------ DOCUMENT EXTRACT ------

Yes, with acute stress response, how do you assess it? And what do you say to them?

Wendy Berry Mendes

Okay, so, if I so, when my students are about to give a talk, I often will go up to them and reach out and hold their hand, and it looks like I'm being a very supportive mentor, which, by the way, I do really like to be a supportive mentor, but really I'm seeing how cold their hands are,

because everybody before stress experience gets sweaty. But if you're cold and sweaty, it means you're vasoconstricting and so probably having less blood going out to your muscles and to your brain, you might be having a more negative stress response, but if you're hot and sweaty, that means that you're having a more positive or adaptive stress response. So I do seek out my students and close colleagues and try to hold their hand before a stressful task.

Ryan Brown

I love it. A very quick test. What about for you, Elissa? What are the sparks that got you into stress research and sort of keep you in it now?

------ SUPPLIED RECORDS ------

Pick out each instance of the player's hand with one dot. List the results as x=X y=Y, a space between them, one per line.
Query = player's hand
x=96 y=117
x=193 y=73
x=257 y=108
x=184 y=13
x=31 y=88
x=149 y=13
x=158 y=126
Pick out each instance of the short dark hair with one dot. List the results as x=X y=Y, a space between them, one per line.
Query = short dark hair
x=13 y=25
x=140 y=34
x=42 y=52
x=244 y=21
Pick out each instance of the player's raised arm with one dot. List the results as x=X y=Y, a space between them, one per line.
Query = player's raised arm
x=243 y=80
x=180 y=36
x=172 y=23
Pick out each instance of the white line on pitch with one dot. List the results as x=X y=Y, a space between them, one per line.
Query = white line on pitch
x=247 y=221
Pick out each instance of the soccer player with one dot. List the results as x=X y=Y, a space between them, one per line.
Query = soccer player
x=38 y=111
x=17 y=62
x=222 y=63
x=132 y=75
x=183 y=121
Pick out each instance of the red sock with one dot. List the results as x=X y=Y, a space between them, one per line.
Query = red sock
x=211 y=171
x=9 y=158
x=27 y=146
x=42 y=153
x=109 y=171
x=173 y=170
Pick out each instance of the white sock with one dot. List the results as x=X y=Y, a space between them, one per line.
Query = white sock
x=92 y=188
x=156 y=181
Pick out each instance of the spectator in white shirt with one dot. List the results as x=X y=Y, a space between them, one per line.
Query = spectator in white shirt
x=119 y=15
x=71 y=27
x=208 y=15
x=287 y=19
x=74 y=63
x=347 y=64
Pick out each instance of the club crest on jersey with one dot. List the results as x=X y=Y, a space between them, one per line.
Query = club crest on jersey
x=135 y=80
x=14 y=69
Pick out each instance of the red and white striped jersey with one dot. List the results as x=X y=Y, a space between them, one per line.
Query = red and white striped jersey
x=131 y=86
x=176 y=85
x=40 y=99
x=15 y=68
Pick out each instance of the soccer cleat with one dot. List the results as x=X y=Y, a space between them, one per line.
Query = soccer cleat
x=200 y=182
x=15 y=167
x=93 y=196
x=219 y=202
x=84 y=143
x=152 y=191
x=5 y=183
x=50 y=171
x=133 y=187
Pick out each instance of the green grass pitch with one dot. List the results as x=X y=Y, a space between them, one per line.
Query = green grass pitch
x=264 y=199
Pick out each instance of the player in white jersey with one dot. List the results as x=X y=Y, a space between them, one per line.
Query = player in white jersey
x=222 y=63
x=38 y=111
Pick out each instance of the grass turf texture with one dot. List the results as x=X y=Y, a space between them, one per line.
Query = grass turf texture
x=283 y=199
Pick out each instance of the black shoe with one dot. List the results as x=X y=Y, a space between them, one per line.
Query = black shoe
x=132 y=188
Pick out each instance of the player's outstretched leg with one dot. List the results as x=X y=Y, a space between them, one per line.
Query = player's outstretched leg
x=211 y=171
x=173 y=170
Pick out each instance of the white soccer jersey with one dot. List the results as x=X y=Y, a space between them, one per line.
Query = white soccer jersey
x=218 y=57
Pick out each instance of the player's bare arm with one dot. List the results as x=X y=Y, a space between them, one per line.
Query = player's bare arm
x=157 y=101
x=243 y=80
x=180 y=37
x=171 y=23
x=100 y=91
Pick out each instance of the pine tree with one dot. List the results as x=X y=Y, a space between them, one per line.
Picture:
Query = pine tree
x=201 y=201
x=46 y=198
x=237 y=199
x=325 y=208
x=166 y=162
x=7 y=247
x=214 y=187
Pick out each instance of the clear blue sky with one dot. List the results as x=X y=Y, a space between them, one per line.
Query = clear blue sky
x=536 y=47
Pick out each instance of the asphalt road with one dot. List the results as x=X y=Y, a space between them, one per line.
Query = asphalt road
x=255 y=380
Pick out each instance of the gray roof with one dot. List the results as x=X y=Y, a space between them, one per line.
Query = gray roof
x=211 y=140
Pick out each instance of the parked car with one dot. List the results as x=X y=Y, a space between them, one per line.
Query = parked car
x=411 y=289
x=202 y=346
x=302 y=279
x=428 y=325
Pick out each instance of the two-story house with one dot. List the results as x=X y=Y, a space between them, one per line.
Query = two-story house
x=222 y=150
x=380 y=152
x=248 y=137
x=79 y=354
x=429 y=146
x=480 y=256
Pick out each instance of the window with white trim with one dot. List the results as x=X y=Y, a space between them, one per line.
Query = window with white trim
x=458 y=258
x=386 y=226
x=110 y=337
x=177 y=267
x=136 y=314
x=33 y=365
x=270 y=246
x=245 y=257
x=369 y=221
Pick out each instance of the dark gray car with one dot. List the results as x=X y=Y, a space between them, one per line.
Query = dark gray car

------

### YOUR INSTRUCTIONS
Please copy the stress research interview starting at "Okay, so, if" and ending at "you in it now?", swapping every "students" for "trainees". Work from the stress research interview alone.

### RESPONSE BELOW
Okay, so, if I so, when my trainees are about to give a talk, I often will go up to them and reach out and hold their hand, and it looks like I'm being a very supportive mentor, which, by the way, I do really like to be a supportive mentor, but really I'm seeing how cold their hands are,

because everybody before stress experience gets sweaty. But if you're cold and sweaty, it means you're vasoconstricting and so probably having less blood going out to your muscles and to your brain, you might be having a more negative stress response, but if you're hot and sweaty, that means that you're having a more positive or adaptive stress response. So I do seek out my trainees and close colleagues and try to hold their hand before a stressful task.

Ryan Brown

I love it. A very quick test. What about for you, Elissa? What are the sparks that got you into stress research and sort of keep you in it now?